[Records of labeled points]
[START]

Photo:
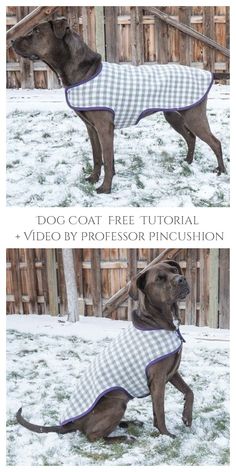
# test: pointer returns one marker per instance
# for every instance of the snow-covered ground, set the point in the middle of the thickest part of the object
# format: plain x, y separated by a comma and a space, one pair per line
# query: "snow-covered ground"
49, 156
44, 361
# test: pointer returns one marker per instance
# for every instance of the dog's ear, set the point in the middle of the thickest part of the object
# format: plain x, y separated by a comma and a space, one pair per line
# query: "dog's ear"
174, 264
137, 283
59, 27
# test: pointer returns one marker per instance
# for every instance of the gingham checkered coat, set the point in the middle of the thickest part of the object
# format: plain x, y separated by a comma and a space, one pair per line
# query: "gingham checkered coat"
123, 366
132, 92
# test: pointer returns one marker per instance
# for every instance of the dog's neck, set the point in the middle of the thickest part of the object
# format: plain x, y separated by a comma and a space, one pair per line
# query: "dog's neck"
71, 71
153, 317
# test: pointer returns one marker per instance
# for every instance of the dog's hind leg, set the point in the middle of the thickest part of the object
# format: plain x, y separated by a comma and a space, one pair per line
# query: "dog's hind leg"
196, 121
97, 154
178, 382
105, 417
176, 120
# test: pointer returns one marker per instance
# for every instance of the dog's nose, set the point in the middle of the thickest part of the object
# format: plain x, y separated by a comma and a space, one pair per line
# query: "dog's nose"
181, 280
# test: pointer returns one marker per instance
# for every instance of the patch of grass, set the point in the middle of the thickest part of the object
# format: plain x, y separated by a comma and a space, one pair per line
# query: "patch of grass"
186, 170
139, 183
136, 164
13, 164
66, 202
225, 456
25, 352
46, 135
41, 179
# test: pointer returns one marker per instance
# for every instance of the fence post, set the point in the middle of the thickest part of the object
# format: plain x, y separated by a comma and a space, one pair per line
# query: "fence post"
224, 284
161, 29
132, 271
208, 30
213, 288
100, 31
112, 50
184, 40
96, 283
52, 281
203, 285
16, 280
191, 274
136, 34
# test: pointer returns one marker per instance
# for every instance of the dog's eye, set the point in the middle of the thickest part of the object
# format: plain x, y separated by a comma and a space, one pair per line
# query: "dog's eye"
161, 277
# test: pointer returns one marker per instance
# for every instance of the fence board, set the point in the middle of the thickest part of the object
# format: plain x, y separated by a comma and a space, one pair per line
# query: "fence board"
162, 40
184, 40
96, 286
213, 288
111, 34
136, 35
36, 284
224, 284
52, 281
208, 30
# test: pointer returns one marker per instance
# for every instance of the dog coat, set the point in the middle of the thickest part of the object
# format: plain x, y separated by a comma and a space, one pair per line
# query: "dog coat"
122, 366
133, 92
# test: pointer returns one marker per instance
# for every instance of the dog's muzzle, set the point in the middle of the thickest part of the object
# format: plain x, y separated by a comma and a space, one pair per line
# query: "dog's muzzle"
182, 287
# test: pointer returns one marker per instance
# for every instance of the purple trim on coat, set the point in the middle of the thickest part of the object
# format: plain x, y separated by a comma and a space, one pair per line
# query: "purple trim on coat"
104, 392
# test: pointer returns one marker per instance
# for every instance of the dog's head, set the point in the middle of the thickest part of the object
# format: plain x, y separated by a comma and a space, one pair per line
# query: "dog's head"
44, 39
161, 284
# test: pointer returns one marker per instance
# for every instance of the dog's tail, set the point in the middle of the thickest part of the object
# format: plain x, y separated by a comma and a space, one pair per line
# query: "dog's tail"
39, 429
221, 75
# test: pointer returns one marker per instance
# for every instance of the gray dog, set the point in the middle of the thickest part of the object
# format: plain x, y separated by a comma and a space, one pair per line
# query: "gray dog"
108, 96
139, 362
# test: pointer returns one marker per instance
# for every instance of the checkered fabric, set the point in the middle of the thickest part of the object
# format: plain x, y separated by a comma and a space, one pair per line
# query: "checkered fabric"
123, 366
132, 92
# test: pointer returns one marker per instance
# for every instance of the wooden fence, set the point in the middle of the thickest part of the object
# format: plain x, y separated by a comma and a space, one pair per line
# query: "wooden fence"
130, 34
35, 281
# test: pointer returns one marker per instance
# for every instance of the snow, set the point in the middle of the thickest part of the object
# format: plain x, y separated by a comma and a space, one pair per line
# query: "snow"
45, 357
49, 156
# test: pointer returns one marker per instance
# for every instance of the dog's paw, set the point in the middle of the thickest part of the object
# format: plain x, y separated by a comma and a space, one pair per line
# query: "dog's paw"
103, 189
92, 179
187, 420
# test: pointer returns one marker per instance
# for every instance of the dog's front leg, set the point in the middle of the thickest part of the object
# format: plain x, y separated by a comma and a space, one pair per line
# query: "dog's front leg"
157, 382
105, 131
181, 385
97, 154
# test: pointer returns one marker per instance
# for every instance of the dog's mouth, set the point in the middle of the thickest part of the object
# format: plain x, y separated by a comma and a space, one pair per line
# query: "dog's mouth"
184, 292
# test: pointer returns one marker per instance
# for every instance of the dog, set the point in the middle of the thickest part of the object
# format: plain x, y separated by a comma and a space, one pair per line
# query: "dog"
139, 362
74, 62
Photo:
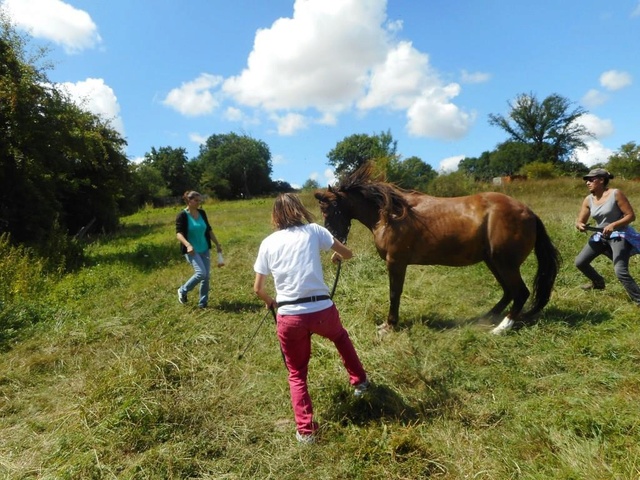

[END]

EXERCISE BRIEF: How many lines in the records above contain the string "mouth"? Letter case counts, so give only the number.

FULL OUTPUT: 2